Huumus — Organic Horizon Parser¶
What is the Huumus field?¶
The Huumus (huumus) field describes the organic surface horizon of a soil
profile: its type, degree of decomposition, and thickness. Each polygon in the soil
map may contain up to four soil units (separated by spaces), and each unit may
carry readings for upper and lower depth layers (separated by /).
A simple example:
th15/h5 t₂20
This encodes two soil units:
| Unit | Notation | Meaning |
|---|---|---|
| 1 (upper) | th15 |
Toorhuumus (raw humus) in the upper layer, 15 cm thick |
| 1 (lower) | h5 |
Mineral humus horizon in the lower layer, 5 cm |
| 2 | t₂20 |
Moderately decomposed peat, 20 cm thick |
The notation system¶
Organic horizon types¶
| Notation | Type | Estonian name | Description |
|---|---|---|---|
th[depth] |
Toorhuumus | Toorhuumus | Raw/mor humus. Poorly decomposed, strongly acidic. Always > 10 cm. Characteristic of conifer forests on sandy or peaty soils. |
t[degree][depth] |
Turvas | Turvas | Peat. Decomposition degree 1 (weakly), 2 (moderately), or 3 (strongly). Always > 10 cm. |
h[depth] |
Huumus | Huumus | Mineral humus horizon (mull). Rare in the dataset. |
[degree][depth] |
Kõdu | Metsakõdu | Forest litter. Decomposition degree 1–3. Thickness ≤ 10 cm. Typical of deciduous forests. |
0 |
None | Puudub | No organic surface layer. On the right side of / (lower layer), 0 means humus with zero thickness — see worked examples. |
Decomposition degree¶
For peat (turvas) and forest litter (metsakõdu), the degree of organic matter decomposition is encoded as a subscript digit:
| Subscript | ASCII | Degree | Description |
|---|---|---|---|
| ₁ | 1 | I (weakly decomposed) | Fibric — plant structures still recognisable |
| ₂ | 2 | II (moderately decomposed) | Hemic — partially broken down |
| ₃ | 3 | III (strongly decomposed) | Sapric — highly humified, amorphous |
Depth notation¶
Depth is recorded in centimetres as a single value or a range:
| Notation | Meaning |
|---|---|
th15 |
Toorhuumus, 15 cm thick |
th15-25 |
Toorhuumus, 15 to 25 cm thick |
2₁ |
Forest litter, degree 1, 2 cm thick |
Depth represents the thickness of the horizon, not depth below the surface.

## DATA:
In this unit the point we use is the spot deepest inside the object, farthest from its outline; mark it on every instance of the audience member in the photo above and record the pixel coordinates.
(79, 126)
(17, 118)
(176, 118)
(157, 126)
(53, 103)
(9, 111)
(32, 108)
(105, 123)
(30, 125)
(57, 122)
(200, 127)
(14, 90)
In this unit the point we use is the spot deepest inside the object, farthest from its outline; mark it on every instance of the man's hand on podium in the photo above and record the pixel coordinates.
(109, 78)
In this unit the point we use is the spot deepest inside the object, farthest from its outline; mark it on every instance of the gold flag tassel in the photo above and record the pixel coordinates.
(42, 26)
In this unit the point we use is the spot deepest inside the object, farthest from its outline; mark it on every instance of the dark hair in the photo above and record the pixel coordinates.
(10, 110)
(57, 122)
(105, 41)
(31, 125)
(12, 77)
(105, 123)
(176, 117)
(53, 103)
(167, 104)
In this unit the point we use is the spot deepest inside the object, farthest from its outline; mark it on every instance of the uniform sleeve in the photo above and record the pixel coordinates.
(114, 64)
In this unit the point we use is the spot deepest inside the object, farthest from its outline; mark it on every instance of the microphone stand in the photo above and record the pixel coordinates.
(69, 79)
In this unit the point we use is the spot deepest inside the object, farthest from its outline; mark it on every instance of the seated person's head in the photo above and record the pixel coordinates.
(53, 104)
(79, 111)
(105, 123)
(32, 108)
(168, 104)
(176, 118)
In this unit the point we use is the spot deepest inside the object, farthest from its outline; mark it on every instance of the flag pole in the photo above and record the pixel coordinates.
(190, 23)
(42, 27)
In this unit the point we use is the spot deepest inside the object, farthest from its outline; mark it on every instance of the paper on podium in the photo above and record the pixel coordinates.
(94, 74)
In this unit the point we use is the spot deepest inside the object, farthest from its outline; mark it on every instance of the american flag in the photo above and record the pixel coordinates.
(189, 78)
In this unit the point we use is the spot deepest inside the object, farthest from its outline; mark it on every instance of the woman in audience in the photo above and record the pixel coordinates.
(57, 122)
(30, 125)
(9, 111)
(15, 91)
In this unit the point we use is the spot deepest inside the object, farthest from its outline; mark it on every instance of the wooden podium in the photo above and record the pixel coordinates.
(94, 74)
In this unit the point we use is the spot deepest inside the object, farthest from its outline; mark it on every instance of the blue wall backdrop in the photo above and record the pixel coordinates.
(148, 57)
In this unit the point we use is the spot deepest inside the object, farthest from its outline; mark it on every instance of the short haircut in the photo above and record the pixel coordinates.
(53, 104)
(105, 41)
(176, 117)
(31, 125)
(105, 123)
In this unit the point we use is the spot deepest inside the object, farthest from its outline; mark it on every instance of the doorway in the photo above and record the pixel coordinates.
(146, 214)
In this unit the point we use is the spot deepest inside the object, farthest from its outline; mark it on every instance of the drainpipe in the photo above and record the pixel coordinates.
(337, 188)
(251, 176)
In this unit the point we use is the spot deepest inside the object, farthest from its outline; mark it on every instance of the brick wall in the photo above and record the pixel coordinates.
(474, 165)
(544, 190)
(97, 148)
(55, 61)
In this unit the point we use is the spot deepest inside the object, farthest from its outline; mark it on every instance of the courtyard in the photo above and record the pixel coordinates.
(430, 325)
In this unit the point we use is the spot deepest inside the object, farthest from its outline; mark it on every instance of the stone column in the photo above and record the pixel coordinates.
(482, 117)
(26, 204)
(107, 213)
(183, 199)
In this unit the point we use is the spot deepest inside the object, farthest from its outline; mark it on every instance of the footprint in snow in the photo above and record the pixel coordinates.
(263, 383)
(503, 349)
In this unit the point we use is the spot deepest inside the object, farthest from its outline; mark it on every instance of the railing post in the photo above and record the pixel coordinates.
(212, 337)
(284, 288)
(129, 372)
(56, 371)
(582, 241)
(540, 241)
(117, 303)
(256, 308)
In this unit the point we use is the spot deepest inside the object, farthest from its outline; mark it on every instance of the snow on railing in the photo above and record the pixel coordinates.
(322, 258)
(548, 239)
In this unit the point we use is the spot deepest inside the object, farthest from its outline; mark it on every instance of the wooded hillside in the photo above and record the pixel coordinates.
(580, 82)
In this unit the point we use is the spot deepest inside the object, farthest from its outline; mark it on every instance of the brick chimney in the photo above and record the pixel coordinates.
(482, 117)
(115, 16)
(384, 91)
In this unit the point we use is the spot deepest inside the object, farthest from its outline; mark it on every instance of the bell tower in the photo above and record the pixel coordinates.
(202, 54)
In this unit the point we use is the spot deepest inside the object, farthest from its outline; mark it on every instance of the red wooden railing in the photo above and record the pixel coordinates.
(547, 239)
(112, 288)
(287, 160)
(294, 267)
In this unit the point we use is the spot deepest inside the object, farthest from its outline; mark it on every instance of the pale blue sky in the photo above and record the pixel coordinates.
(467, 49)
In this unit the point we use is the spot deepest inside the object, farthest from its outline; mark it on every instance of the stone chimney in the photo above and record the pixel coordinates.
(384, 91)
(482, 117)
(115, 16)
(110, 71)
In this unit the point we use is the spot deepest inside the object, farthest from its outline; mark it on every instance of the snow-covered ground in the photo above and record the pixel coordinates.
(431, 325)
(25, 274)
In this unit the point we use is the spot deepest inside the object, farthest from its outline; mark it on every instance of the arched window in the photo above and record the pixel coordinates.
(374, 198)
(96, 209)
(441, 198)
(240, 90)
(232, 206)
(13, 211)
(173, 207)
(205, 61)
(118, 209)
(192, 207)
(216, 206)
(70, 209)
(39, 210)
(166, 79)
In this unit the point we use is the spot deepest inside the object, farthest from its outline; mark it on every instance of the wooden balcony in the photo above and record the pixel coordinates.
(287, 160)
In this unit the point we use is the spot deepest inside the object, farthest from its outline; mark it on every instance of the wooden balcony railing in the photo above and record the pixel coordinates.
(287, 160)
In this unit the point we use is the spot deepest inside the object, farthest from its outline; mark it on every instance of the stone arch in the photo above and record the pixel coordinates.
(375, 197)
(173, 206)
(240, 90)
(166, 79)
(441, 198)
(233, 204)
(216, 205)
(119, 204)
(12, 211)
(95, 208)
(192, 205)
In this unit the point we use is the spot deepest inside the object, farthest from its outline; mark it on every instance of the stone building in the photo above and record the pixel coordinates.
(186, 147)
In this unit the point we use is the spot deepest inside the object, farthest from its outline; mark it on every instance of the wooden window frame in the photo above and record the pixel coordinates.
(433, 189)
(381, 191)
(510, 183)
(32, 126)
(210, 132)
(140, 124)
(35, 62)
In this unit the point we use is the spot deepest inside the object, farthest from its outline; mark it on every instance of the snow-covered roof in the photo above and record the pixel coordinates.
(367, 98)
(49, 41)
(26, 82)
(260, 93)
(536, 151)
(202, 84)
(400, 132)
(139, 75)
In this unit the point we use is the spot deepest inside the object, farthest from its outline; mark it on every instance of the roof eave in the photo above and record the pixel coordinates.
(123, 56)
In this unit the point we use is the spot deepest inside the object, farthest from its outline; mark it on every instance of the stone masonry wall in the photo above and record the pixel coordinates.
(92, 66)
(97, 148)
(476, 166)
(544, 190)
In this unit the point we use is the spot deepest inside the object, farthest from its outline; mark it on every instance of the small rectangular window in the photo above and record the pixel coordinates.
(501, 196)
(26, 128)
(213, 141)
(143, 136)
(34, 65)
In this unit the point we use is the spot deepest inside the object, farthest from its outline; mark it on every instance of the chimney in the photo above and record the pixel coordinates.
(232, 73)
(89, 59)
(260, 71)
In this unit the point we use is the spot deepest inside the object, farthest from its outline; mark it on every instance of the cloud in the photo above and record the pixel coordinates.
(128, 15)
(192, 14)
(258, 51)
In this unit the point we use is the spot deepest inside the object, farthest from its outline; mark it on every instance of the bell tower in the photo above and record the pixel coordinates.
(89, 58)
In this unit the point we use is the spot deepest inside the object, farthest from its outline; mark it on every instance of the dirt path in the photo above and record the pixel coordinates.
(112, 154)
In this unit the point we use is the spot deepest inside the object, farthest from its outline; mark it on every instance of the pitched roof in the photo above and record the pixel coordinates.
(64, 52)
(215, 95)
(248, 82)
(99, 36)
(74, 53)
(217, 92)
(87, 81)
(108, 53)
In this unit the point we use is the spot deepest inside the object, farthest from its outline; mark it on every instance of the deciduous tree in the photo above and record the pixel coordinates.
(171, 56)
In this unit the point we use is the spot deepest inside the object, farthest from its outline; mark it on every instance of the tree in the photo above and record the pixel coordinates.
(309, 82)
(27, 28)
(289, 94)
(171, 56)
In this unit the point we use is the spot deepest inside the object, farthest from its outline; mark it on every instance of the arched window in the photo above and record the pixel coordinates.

## INSTRUCTION A:
From the Huumus notation page, duplicate the text between "Huumus — Organic" and "(separated by /).", inclusive.
## INSTRUCTION B:
According to the Huumus notation page, what is the maximum number of soil units that a single polygon in the soil map may contain?

## FULL RESPONSE A:
Huumus — Organic Horizon Parser¶
What is the Huumus field?¶
The Huumus (huumus) field describes the organic surface horizon of a soil
profile: its type, degree of decomposition, and thickness. Each polygon in the soil
map may contain up to four soil units (separated by spaces), and each unit may
carry readings for upper and lower depth layers (separated by /).

## FULL RESPONSE B:
Up to four soil units, separated by spaces.